==== TEKS BACAAN ====

Oleh: Matheos Viktor Messakh
KALIAN aktifis dan politisi mau memaki dia bagaimanapun, orang kecil macam kami ini punya kekaguman pada dia adalah kekaguman sederhana, polos, dan tulus.
Dia memang manusia biasa, pasti ada salah. Tapi persoalannya belum pernah ada yang seperti dia. Kalau sudah ada tolong beritahu kami. Kalau kalian yang mulut berbusa dan gampang berkata bisa tunjukkan diri lebih baik dari dia, tolong beritahu kami agar kami memilih kalian. Di level RT saja juga baik, tak usah tinggi-tinggi.
Kekaguman kami pada dia mungkin di luar kerangka analisis dan akal sehat. Mungkin. Kami adalah orang-orang kecil yang lama tertindas dan terpuruk. Apa yang kami lihat dari dia bukan dari kaca mata ilmu politik, atau ilmu apapun.

==== BARIS DATA ====

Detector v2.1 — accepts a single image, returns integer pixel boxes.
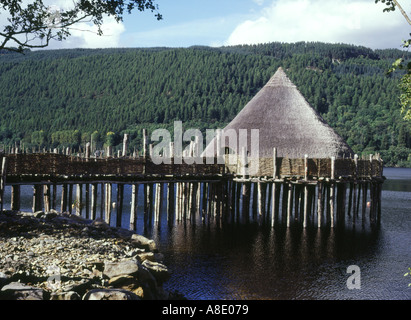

====

PETUNJUK:
a) Sebutkan semua kata sifat yang dipakai teks bacaan tentang kekaguman orang kecil untuk menggambarkan kekaguman mereka kepada dia.
b) Teruskan teks bacaan tentang kekaguman orang kecil itu, dimulai sesudah kalimat terakhirnya.

JAWABAN YANG DIHARAPKAN:
a) sederhana, polos, tulus

b)
Kami begitu sayang kepada dia karena dia adalah kami. Kami melihat diri kami, penderitaan kami, kebersahajaan kami, ndeso kami di dalam dia. Itu saja. Kami tak butuh analisis muluk-muluk. Tapi tak satu pun ilmu-ilmu yang kalian banggakan itu mampu menyaingi apalagi mematahkan kekaguman kami padanya. Karena dia adalah kami.
Logika yang kalian agung-agungkan tak akan mampu menjelaskan mengapa seorang kakek tua membawa kain tenun (mungkin yang terbaik yang ia punyai) untuk mencegat lelaki itu di tengah iring-iringan untuk memberikan kepadanya. Logika itu tak sanggup menjelaskan mengapa seorang pemuda rela membawa sebuah berdera bertiang sekedar untuk menyambutnya di tengah jalan. Logika itu tak akan memahami mengapa perempuan-perempuan kampung rela menerobos iring-iringan sampai membuat paspamres terjatuh hanya untuk mendekat kepadanya.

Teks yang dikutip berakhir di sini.